# EXCERPTED RECORDS:
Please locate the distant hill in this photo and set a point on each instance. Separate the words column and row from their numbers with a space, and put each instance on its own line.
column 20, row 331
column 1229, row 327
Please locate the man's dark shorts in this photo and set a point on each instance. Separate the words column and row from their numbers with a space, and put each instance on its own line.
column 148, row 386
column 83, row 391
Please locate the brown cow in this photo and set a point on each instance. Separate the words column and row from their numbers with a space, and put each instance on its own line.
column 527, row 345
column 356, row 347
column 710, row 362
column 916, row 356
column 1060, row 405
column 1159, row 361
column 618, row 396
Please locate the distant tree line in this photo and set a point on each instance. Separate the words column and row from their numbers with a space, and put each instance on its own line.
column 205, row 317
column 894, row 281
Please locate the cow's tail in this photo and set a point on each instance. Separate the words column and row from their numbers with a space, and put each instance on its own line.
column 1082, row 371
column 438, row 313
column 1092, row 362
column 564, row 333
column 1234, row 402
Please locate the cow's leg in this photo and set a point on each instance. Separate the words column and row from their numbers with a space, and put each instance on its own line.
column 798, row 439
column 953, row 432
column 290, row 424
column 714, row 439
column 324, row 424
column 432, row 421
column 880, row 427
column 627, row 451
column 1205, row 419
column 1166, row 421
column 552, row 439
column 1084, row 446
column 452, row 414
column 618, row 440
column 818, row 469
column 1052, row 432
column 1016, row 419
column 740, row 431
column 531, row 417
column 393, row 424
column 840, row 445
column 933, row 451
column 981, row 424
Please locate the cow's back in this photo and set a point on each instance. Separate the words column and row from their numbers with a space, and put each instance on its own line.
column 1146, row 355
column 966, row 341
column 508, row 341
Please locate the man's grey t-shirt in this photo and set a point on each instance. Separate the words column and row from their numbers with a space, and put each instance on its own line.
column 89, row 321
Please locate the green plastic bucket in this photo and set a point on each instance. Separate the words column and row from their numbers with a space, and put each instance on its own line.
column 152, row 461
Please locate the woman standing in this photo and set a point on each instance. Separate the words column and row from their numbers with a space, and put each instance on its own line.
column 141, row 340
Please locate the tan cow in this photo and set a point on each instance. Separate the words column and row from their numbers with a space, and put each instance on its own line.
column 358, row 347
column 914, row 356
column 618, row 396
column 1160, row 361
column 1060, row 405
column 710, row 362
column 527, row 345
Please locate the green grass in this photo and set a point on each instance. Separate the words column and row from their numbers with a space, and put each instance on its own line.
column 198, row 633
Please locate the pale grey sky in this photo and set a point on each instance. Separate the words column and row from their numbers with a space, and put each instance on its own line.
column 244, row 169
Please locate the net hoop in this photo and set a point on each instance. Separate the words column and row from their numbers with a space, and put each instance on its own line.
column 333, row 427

# GIVEN PROBLEM:
Copy all of the entries above word for word, with nothing changed.

# WORKED SOLUTION:
Please locate the distant hill in this photo and set a point on each instance. Separate the words column and row from their numbers with a space, and put each instance on its own line.
column 20, row 331
column 1229, row 327
Please locate the man's dark shorts in this photo and set a point on each instance. Separate the words column and row from their numbers with a space, and put each instance on its own line.
column 148, row 386
column 83, row 391
Please locate the brown cow in this photo and set a point on each instance. Separate the words column and row from their numbers with a space, and put each instance on its own line.
column 527, row 345
column 356, row 347
column 710, row 362
column 916, row 356
column 1060, row 405
column 1159, row 361
column 618, row 396
Please locate the distant tree line in this photo and set a point on each instance. Separate the words column and row from their numbers with a space, and put each instance on its own line.
column 205, row 317
column 894, row 281
Please locate the cow's tail in this photo and set a point on each instance. Separate the words column and row from their numbers with a space, and put each instance on its own line.
column 1082, row 371
column 438, row 313
column 1092, row 362
column 564, row 333
column 1234, row 402
Please locate the cow's leg in this photo and set a point on each instance. Separate the words column and row from their numbers with a space, and put each instance on its own line.
column 798, row 439
column 953, row 432
column 290, row 424
column 714, row 439
column 324, row 424
column 432, row 421
column 880, row 427
column 627, row 451
column 1205, row 419
column 1166, row 421
column 552, row 439
column 1084, row 446
column 452, row 414
column 618, row 440
column 818, row 469
column 1052, row 432
column 1016, row 419
column 740, row 431
column 531, row 417
column 393, row 424
column 840, row 445
column 933, row 451
column 981, row 424
Please locate the cow's back in this photo and set a point on each instance. Separate the words column and row from their numbers with a space, and put each instance on its own line.
column 1146, row 355
column 966, row 341
column 508, row 341
Please locate the man's grey t-shirt in this photo and set a point on each instance. Separate the words column and row from their numbers with a space, and put each instance on its own line.
column 89, row 321
Please locate the green plastic bucket in this photo and set a point on each instance. Separate the words column and row from their numbers with a space, and put each instance on its own line.
column 152, row 461
Please locate the woman standing in this photo and set a point on each instance. Separate the words column and row from their numbers with a space, and put each instance on its own line.
column 141, row 340
Please locate the tan cow in this photo and set a point on each instance. Separate the words column and row from their numbers with a space, and put each instance on its own line.
column 358, row 347
column 914, row 356
column 618, row 396
column 1160, row 361
column 1060, row 405
column 710, row 362
column 527, row 345
Please locate the green grass in this photo and set a point on each instance. Separate the words column and row from their numbers with a space, and put each instance on its own line.
column 198, row 633
Please locate the pale grey sky in this photo and set a point on each instance. Separate the words column and row from their numbers with a space, and put each instance on its own line.
column 244, row 169
Please locate the net hoop in this photo and set a point on each instance. Separate the words column and row from their numbers with a space, and put each instance on its own line.
column 333, row 427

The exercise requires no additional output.